### Records for the task

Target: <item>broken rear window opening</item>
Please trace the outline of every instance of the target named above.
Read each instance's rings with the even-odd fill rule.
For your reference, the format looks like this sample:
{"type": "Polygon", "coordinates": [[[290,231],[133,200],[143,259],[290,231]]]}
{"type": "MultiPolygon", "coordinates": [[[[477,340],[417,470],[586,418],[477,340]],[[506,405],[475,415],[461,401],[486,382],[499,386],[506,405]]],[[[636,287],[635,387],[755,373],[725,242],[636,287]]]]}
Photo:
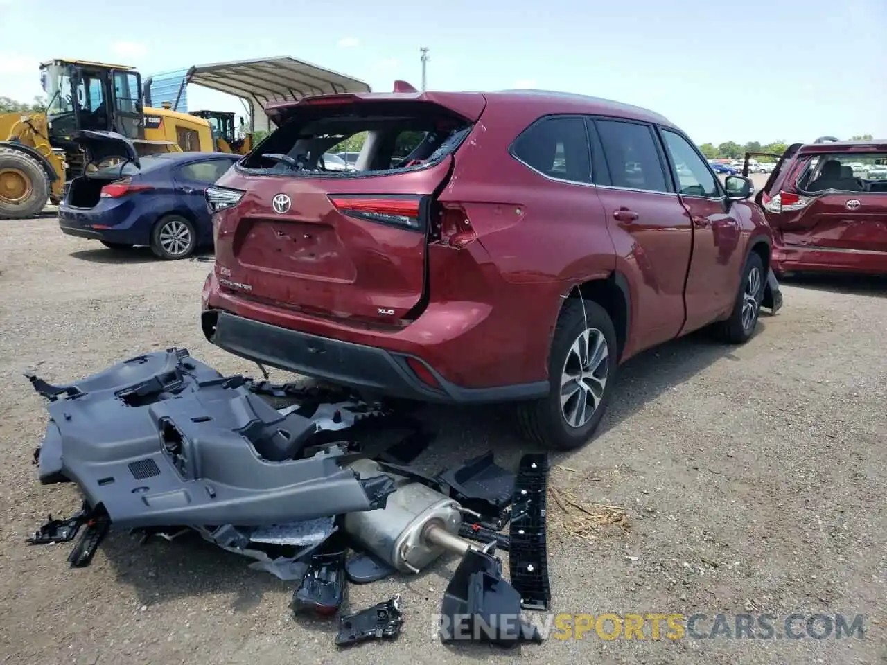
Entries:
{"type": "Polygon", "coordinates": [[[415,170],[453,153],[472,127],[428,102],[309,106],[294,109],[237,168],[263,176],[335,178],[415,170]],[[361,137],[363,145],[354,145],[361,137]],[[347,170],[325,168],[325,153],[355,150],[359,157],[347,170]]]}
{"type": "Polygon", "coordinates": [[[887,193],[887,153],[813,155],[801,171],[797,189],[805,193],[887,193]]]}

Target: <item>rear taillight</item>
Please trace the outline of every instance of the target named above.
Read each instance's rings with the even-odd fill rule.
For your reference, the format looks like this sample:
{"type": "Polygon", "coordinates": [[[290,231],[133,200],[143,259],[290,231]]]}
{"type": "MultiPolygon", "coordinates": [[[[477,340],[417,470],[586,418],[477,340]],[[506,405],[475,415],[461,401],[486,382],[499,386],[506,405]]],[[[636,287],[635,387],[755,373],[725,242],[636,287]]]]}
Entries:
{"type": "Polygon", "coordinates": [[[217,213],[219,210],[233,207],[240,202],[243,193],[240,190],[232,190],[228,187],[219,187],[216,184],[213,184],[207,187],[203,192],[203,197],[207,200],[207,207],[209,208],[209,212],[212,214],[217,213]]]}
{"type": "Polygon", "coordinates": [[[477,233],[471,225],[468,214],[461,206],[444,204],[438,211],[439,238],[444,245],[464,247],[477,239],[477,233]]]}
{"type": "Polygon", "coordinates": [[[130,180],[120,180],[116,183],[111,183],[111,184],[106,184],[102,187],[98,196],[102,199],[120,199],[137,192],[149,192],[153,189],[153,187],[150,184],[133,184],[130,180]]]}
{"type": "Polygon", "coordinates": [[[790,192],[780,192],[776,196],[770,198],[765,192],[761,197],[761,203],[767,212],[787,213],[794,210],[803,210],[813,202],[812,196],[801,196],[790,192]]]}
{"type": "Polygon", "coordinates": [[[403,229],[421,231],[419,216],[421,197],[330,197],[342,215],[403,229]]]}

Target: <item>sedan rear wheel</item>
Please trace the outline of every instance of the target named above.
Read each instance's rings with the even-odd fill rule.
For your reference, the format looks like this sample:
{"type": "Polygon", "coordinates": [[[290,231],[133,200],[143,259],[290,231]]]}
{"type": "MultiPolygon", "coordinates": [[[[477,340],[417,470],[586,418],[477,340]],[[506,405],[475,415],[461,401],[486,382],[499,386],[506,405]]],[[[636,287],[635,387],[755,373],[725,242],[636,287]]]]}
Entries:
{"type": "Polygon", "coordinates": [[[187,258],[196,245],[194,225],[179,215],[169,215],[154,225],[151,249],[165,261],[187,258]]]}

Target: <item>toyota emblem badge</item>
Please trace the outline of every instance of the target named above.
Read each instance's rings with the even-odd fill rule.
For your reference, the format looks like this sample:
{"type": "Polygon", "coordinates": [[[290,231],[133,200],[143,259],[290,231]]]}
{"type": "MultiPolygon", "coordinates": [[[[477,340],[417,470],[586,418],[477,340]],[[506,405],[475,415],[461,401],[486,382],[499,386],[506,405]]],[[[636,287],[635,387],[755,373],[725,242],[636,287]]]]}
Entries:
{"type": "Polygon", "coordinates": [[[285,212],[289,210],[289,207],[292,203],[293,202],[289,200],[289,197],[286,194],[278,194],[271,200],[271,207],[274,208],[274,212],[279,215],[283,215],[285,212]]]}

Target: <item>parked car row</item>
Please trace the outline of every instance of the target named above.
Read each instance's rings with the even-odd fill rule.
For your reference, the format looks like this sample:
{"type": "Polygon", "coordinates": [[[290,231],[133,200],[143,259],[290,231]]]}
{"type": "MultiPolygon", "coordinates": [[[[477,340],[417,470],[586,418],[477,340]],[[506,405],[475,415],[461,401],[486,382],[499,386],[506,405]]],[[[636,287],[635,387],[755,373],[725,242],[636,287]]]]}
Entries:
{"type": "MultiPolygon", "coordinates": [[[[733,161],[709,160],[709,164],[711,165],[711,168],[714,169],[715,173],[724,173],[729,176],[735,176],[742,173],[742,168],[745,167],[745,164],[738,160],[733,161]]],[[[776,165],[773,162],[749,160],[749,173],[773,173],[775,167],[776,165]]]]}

######

### Your task
Write all of these lines out again with every "outline" changed to "boundary" and everything else unchanged. Leave the pictures out.

### Exercise answer
Target: <item>broken rear window opening</item>
Please trace the boundary of every instance of the target named above.
Read each instance's rings with the even-odd fill rule.
For your reference, the format looks like this sample:
{"type": "Polygon", "coordinates": [[[290,231],[133,200],[143,259],[290,231]]]}
{"type": "MultiPolygon", "coordinates": [[[[477,340],[417,470],[586,418],[477,340]],[[506,405],[475,415],[461,401],[486,382],[499,386],[506,405]]],[[[636,287],[635,387],[755,373],[725,242],[636,287]]]]}
Photo:
Entries:
{"type": "Polygon", "coordinates": [[[415,170],[453,153],[472,127],[428,102],[309,106],[294,109],[237,168],[263,176],[335,178],[415,170]],[[361,137],[363,145],[354,145],[361,137]],[[347,170],[325,168],[325,153],[355,150],[359,157],[347,170]]]}
{"type": "Polygon", "coordinates": [[[887,193],[887,153],[813,155],[801,171],[797,189],[805,193],[887,193]]]}

Target: <item>rear taillight</item>
Please trace the boundary of every instance of the target named above.
Read each instance's rings with the even-odd fill rule.
For your reference, the format looks like this sample:
{"type": "Polygon", "coordinates": [[[290,231],[133,200],[143,259],[290,231]]]}
{"type": "MultiPolygon", "coordinates": [[[[477,340],[417,470],[586,418],[477,340]],[[506,405],[475,415],[461,401],[486,382],[499,386],[506,405]]],[[[636,287],[635,387],[755,373],[725,242],[636,287]]]]}
Entries:
{"type": "Polygon", "coordinates": [[[217,213],[219,210],[233,207],[240,202],[243,193],[240,190],[232,190],[228,187],[219,187],[216,184],[213,184],[207,187],[203,192],[203,197],[207,200],[207,207],[209,208],[209,212],[212,214],[217,213]]]}
{"type": "Polygon", "coordinates": [[[477,233],[471,225],[468,214],[461,206],[444,204],[438,211],[439,238],[444,245],[464,247],[477,239],[477,233]]]}
{"type": "Polygon", "coordinates": [[[130,180],[120,180],[116,183],[111,183],[111,184],[106,184],[102,187],[98,196],[102,199],[120,199],[137,192],[149,192],[153,189],[153,187],[150,184],[133,184],[130,180]]]}
{"type": "Polygon", "coordinates": [[[790,192],[780,192],[776,196],[770,198],[765,192],[761,197],[761,203],[767,212],[787,213],[794,210],[803,210],[813,202],[812,196],[801,196],[790,192]]]}
{"type": "Polygon", "coordinates": [[[403,229],[421,231],[419,216],[421,197],[330,197],[342,215],[403,229]]]}

Target: <item>sedan rear wheel</item>
Please trace the boundary of every instance of the target named above.
Read each instance's rings with the even-odd fill rule.
For your reference, the format looks like this sample:
{"type": "Polygon", "coordinates": [[[290,231],[133,200],[143,259],[290,231]]]}
{"type": "MultiPolygon", "coordinates": [[[[477,340],[417,470],[586,418],[477,340]],[[506,405],[475,415],[461,401],[486,382],[499,386],[506,405]]],[[[636,287],[635,387],[755,373],[725,242],[636,287]]]]}
Entries:
{"type": "Polygon", "coordinates": [[[187,258],[196,245],[194,225],[179,215],[169,215],[154,225],[151,249],[165,261],[187,258]]]}

Target: <item>toyota emblem badge</item>
Please trace the boundary of every instance of the target named above.
Read each instance's rings with the even-odd fill rule.
For your reference, the format looks like this sample:
{"type": "Polygon", "coordinates": [[[290,231],[133,200],[143,259],[290,231]]]}
{"type": "MultiPolygon", "coordinates": [[[[477,340],[417,470],[586,418],[477,340]],[[506,405],[475,415],[461,401],[486,382],[499,386],[506,405]]],[[[636,287],[635,387],[755,373],[725,242],[636,287]]]]}
Entries:
{"type": "Polygon", "coordinates": [[[285,212],[289,210],[289,207],[292,203],[293,202],[289,200],[289,197],[286,194],[278,194],[271,200],[271,207],[274,208],[274,212],[279,215],[283,215],[285,212]]]}

Target: <item>parked car row</item>
Please trace the boundary of every instance of the target named above.
Read each instance's rings with the even-odd fill rule.
For your reference, the format looks like this sample:
{"type": "Polygon", "coordinates": [[[290,231],[133,200],[143,259],[290,231]]]}
{"type": "MultiPolygon", "coordinates": [[[[477,340],[417,470],[586,418],[477,340]],[[506,405],[475,415],[461,401],[486,382],[499,386],[506,405]]],[[[636,287],[635,387],[755,373],[725,242],[636,287]]]]}
Entries:
{"type": "MultiPolygon", "coordinates": [[[[733,161],[709,160],[709,164],[711,165],[711,168],[714,169],[715,173],[724,173],[729,176],[735,176],[742,173],[742,168],[745,167],[745,164],[738,160],[733,161]]],[[[776,165],[773,162],[749,160],[749,173],[773,173],[775,167],[776,165]]]]}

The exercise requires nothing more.